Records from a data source
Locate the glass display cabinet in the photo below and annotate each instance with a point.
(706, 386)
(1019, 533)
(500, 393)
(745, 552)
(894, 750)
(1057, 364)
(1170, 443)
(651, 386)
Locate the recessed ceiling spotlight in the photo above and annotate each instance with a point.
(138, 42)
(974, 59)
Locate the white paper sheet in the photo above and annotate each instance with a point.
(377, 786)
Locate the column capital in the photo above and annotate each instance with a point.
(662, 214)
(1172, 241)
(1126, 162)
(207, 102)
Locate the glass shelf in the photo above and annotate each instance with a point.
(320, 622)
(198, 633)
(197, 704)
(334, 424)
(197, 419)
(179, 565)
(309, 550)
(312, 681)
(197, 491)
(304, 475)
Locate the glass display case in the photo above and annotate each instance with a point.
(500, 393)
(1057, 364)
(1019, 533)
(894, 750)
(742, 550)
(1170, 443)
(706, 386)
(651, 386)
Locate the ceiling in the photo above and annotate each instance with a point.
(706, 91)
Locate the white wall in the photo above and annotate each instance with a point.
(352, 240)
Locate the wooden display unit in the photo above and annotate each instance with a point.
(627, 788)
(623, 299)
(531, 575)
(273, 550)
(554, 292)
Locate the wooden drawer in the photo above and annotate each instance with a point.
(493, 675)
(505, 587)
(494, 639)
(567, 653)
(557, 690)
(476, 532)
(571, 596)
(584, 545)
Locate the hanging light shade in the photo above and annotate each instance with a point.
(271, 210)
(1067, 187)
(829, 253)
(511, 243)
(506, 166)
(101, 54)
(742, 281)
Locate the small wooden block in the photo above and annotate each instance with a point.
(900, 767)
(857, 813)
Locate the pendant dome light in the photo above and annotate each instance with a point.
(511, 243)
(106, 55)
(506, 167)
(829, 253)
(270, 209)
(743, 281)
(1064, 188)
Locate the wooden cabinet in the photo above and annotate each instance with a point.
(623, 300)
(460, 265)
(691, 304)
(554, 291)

-- Work instructions --
Give the material above again, word for word.

-- Correct output --
Locate the glass display cabinet in the photo below and annotate each instance with a point.
(706, 386)
(1019, 533)
(500, 393)
(745, 552)
(894, 750)
(1057, 364)
(1170, 443)
(651, 386)
Locate the recessed ceiling spotlight in the photo above and annotate each instance with a point.
(138, 42)
(974, 59)
Locate the white paper sheet in the photo above and annotate each instance with a point.
(377, 786)
Locate the column capital in the photo above and annotate each instance with a point.
(662, 214)
(1172, 241)
(1126, 162)
(207, 102)
Locate the glass shelf in the photo above and annotate each instance with a point.
(320, 622)
(198, 633)
(197, 704)
(334, 424)
(197, 419)
(179, 565)
(309, 550)
(312, 681)
(197, 491)
(304, 475)
Locate the glass display case in the photo above and annotate each instance with a point.
(500, 393)
(1057, 364)
(1019, 533)
(894, 750)
(742, 550)
(1170, 443)
(706, 386)
(651, 386)
Locate the ceiling in the photo above and annotate each instance with a point.
(706, 91)
Locate the white wall in the photo above and annotate each instance with a point.
(352, 240)
Locate the wooden display unit in the photo above and annotate each instance with a point.
(627, 788)
(623, 299)
(531, 575)
(273, 550)
(554, 292)
Locate the wooden drawer in the photo above and annotate each instance with a point.
(493, 675)
(505, 587)
(494, 639)
(567, 653)
(557, 690)
(476, 532)
(571, 596)
(584, 545)
Locate the hanging light shade in the photo above and annotate each instance with a point.
(271, 210)
(1067, 187)
(829, 253)
(511, 243)
(506, 166)
(101, 54)
(742, 281)
Locate the small wooden block in the photo above and annotate each instance with a point.
(900, 767)
(857, 813)
Locate the pendant dome light in the photo above and annotate each instance with a point.
(511, 243)
(106, 55)
(506, 167)
(829, 253)
(270, 209)
(743, 281)
(1064, 188)
Locate the wooden cabinet in the photo above and annotate each instance with a point.
(623, 300)
(460, 265)
(691, 304)
(554, 291)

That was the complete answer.